» Data extract
[Start]

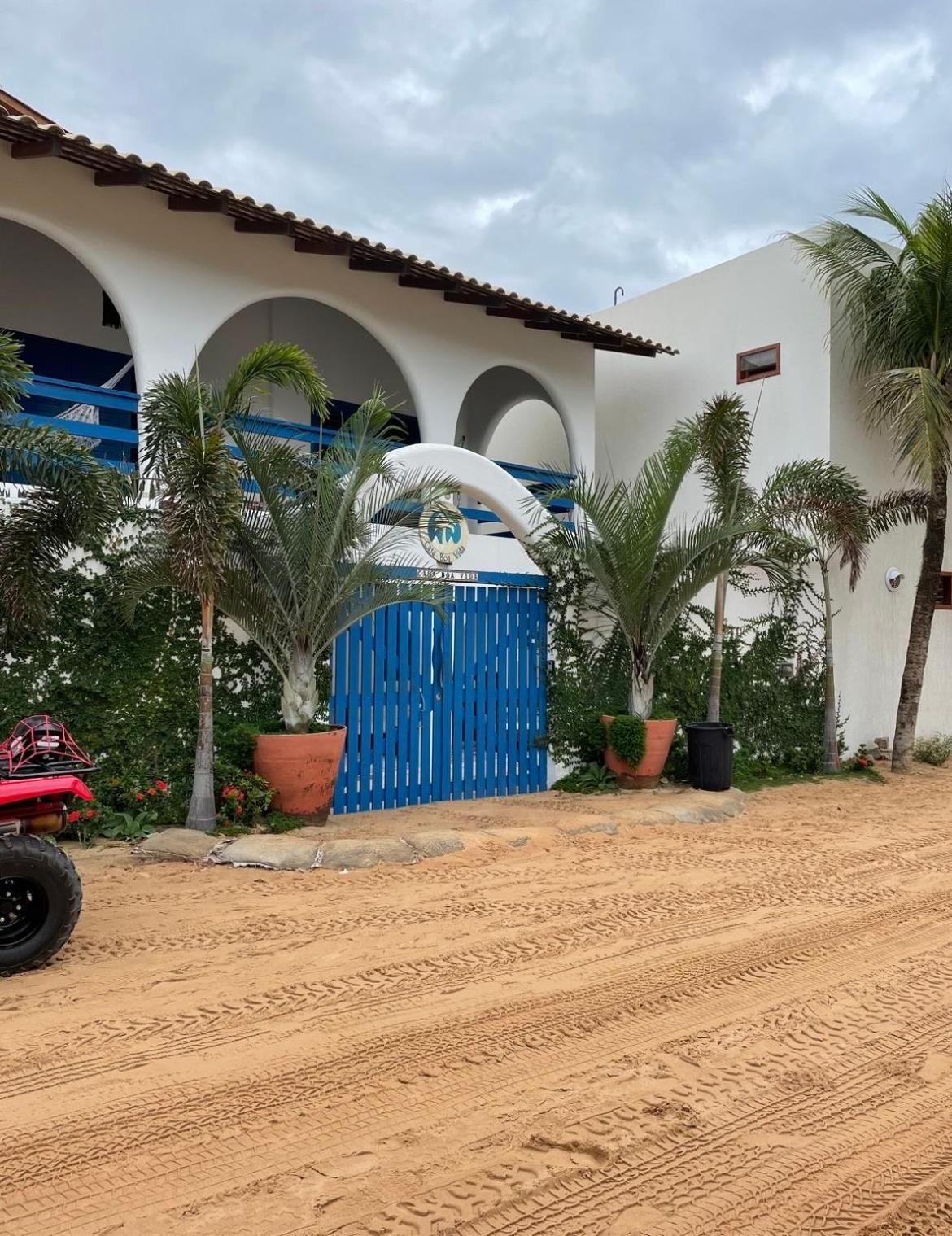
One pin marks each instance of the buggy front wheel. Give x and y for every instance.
(40, 900)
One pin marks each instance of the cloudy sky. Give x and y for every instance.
(558, 147)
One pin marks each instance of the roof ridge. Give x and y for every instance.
(104, 157)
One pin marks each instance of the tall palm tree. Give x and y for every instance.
(317, 544)
(199, 498)
(814, 509)
(67, 498)
(828, 514)
(644, 569)
(894, 304)
(725, 430)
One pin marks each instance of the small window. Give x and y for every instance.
(759, 362)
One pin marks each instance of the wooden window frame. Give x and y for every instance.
(758, 378)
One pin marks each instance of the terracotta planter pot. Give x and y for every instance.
(304, 769)
(645, 775)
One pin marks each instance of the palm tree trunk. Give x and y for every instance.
(299, 692)
(933, 547)
(202, 807)
(640, 692)
(831, 745)
(718, 650)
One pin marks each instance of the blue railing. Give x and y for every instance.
(59, 404)
(114, 429)
(535, 478)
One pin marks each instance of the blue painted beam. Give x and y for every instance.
(76, 392)
(82, 428)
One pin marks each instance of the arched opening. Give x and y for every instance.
(509, 417)
(531, 434)
(509, 395)
(73, 338)
(350, 359)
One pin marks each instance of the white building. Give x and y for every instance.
(114, 271)
(799, 378)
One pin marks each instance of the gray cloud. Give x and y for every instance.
(557, 149)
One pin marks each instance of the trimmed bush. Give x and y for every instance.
(626, 738)
(933, 750)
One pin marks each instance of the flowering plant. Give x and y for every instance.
(242, 797)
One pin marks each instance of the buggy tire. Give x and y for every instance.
(55, 891)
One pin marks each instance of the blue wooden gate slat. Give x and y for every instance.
(443, 707)
(413, 709)
(492, 691)
(525, 714)
(540, 662)
(483, 724)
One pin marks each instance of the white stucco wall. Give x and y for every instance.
(45, 290)
(811, 409)
(177, 277)
(753, 300)
(531, 433)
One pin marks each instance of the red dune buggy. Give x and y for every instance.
(41, 771)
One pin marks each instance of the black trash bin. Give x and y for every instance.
(710, 754)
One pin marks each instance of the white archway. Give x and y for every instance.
(499, 392)
(352, 360)
(64, 251)
(519, 509)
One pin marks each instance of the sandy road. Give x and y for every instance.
(736, 1029)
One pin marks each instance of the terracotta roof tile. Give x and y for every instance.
(78, 149)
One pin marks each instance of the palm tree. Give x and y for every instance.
(828, 514)
(199, 500)
(643, 569)
(894, 304)
(318, 543)
(725, 430)
(68, 500)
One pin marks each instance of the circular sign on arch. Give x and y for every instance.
(444, 531)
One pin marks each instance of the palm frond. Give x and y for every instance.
(914, 408)
(271, 364)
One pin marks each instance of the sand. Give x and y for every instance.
(731, 1029)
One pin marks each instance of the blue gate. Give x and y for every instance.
(444, 707)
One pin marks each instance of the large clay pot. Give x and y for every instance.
(304, 769)
(645, 775)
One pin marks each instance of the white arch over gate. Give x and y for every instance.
(519, 509)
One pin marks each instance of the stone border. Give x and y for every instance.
(290, 852)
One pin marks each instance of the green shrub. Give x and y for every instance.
(776, 716)
(235, 745)
(129, 692)
(590, 779)
(933, 750)
(626, 738)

[End]

» Requirements
Retype the entries word for word. Omit any images.

» Answer in full
One pin marks each instance of the buggy front wheel. Give x and y for every instance.
(40, 900)
One pin marks each instance of the cloudy sky. Give x and y for every instance.
(558, 147)
One pin marks each instance of the roof ridge. Give x and y for every instance.
(104, 157)
One pin marks each instance of the tall palm tree. Give x and y for every instance.
(317, 544)
(199, 498)
(814, 509)
(67, 498)
(828, 514)
(644, 569)
(894, 304)
(725, 430)
One pin marks each instance of the small window. Give x and y for every instance.
(759, 362)
One pin marks each instance of the wooden window frame. Give x and y for every instance.
(758, 378)
One pin marks each instance of the terracotta planter pot. Give x and y for every instance.
(304, 769)
(645, 775)
One pin marks each instance of the palm tree trunk. Give x and y for every instance.
(299, 692)
(933, 547)
(202, 807)
(640, 692)
(831, 745)
(718, 650)
One pin marks each instance of the blue railing. Give x and y for every instance.
(59, 404)
(114, 429)
(535, 478)
One pin marks each instance of the blue painted beam. Give x and y for every instance.
(76, 392)
(82, 428)
One pin marks each instance of the arched opening. Give x and y for every instance.
(509, 417)
(531, 434)
(509, 395)
(73, 338)
(350, 359)
One pin marks each instance of the white building. Give x and y for every instance.
(114, 271)
(799, 378)
One pin marks each instance of the gray cloud. Give x and y for every instance.
(557, 149)
One pin marks each instance of the trimmed bush. Give x and y for every instance.
(626, 738)
(933, 750)
One pin marks each instance of the flowering plant. Give x and y for every instance.
(242, 797)
One pin marks each instance of the buggy tire. Give x and y for every instance.
(55, 891)
One pin marks each instance of the blue wooden gate slat. Give x and y for every instance.
(443, 707)
(413, 709)
(492, 691)
(525, 714)
(540, 662)
(483, 724)
One pin marks each instance of the white stucco wall. Give x and y for every instance.
(45, 290)
(811, 409)
(177, 277)
(753, 300)
(531, 433)
One pin marks each instance of the red dune buggy. Give x and y for every instance.
(41, 771)
One pin marks each instance of the black trash bin. Give x and y for every instance.
(710, 754)
One pin marks each instance of the white archway. Give x and y for every instance.
(499, 392)
(352, 360)
(64, 251)
(519, 509)
One pin marks each instance of the sandy road. Give x and y for every instance.
(736, 1029)
One pin marks each instance of the terracotta roof tile. Give x and y for every instance.
(78, 149)
One pin marks each instance of the palm tree. Give x and y for every instance.
(828, 514)
(199, 500)
(643, 569)
(894, 304)
(318, 543)
(725, 430)
(68, 500)
One pin marks each instance of the circular sign on arch. Give x and y for every instance.
(444, 531)
One pin marks each instance of the palm frond. Give x and y for every instance.
(914, 408)
(271, 364)
One pin marks each instance of the sand. Give x and y for every instance.
(731, 1029)
One pin marks each instance of the blue gate. Give x and y for every instance.
(444, 707)
One pin marks each instance of the large clay pot. Give x and y for every instance.
(304, 769)
(645, 775)
One pin marks each instance of the white arch over gate. Give x and y for every instance.
(519, 509)
One pin marks each instance of the stone border. Give x and y for every instance.
(290, 852)
One pin marks each instance of the green shrub. Give x and y for every instance.
(776, 716)
(235, 745)
(129, 692)
(590, 779)
(933, 750)
(626, 738)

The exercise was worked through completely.